Provided passage START

The Konami code went on to appear in dozens of games, and it remains a geek touchstone to this day. Until 2009, you could type it into ESPN.com, and the page would fill up with unicorns and rainbows.

5. They Can Make You Crazy Rich

Make no mistake; there's plenty of money to be made playing video games. In the late 1990s, game makers introduced online role-playing games in which thousands, even millions, of online players can vanquish monsters and hunt for treasure while inhabiting virtual worlds. These massively multiplayer online games, or MMOs, encourage players to collect gold coins and other in-game money, and then trade them with other players for more powerful weapons, armor, and equipment.

Provided passage END
Information supplied START

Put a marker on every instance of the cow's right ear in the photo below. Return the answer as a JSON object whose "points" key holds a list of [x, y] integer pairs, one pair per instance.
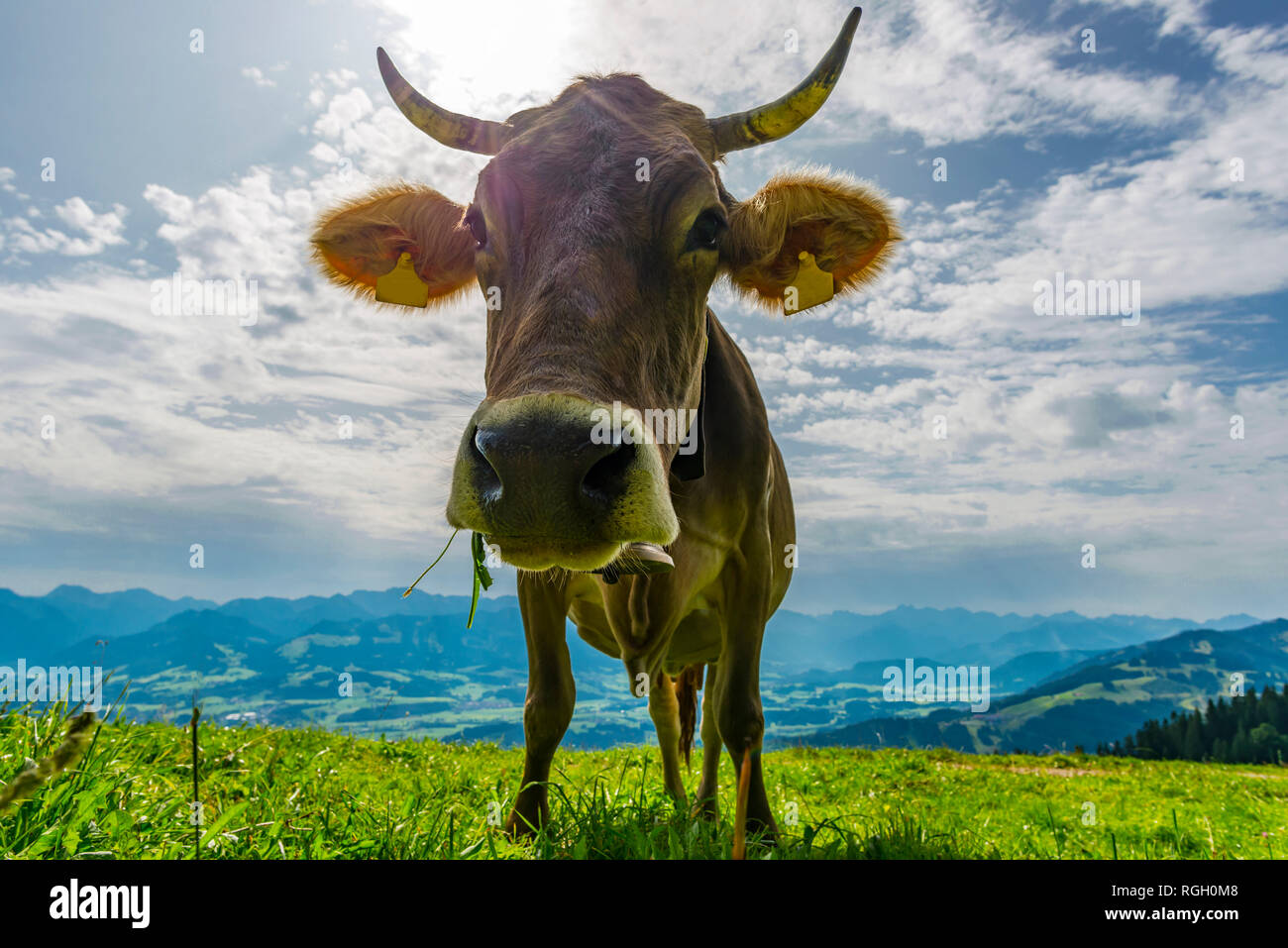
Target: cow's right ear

Information supplied END

Exercise instructions:
(a) Could you copy the video game passage word for word, from "The Konami code" to "armor, and equipment."?
(b) How might the video game passage go on? Continue it from its last sentence.

Results:
(a)
The Konami code went on to appear in dozens of games, and it remains a geek touchstone to this day. Until 2009, you could type it into ESPN.com, and the page would fill up with unicorns and rainbows.

5. They Can Make You Crazy Rich

Make no mistake; there's plenty of money to be made playing video games. In the late 1990s, game makers introduced online role-playing games in which thousands, even millions, of online players can vanquish monsters and hunt for treasure while inhabiting virtual worlds. These massively multiplayer online games, or MMOs, encourage players to collect gold coins and other in-game money, and then trade them with other players for more powerful weapons, armor, and equipment.

(b)
It sounds innocent, but this virtual market made a quick leap to the real world after users realized that they could sell their make-believe valuables on eBay for a profit. The system, known as gold farming, can be quite lucrative. In 2008, one analyst estimated that gold farming was a billion-dollar industry that employed some 400,000 people worldwide. In China, where 80 to 85 percent of gold farmers reside, companies pay gamers low wages to work 10-hour shifts in sweatshop-like conditions. The firms even have call centers set up to handle international clients, with individual operators fielding as many as 100 calls a day.

The system has vexed video game companies, and they aren't the only ones irritated by the emerging market. In Asia, gold farming has become so prevalent that governments are stepping in to regulate the practice. Both the Chinese and Japanese governments have enforced laws concerning virtual currencies due to the growing number of scams and fraudulent acts taking place in gold-farming communities.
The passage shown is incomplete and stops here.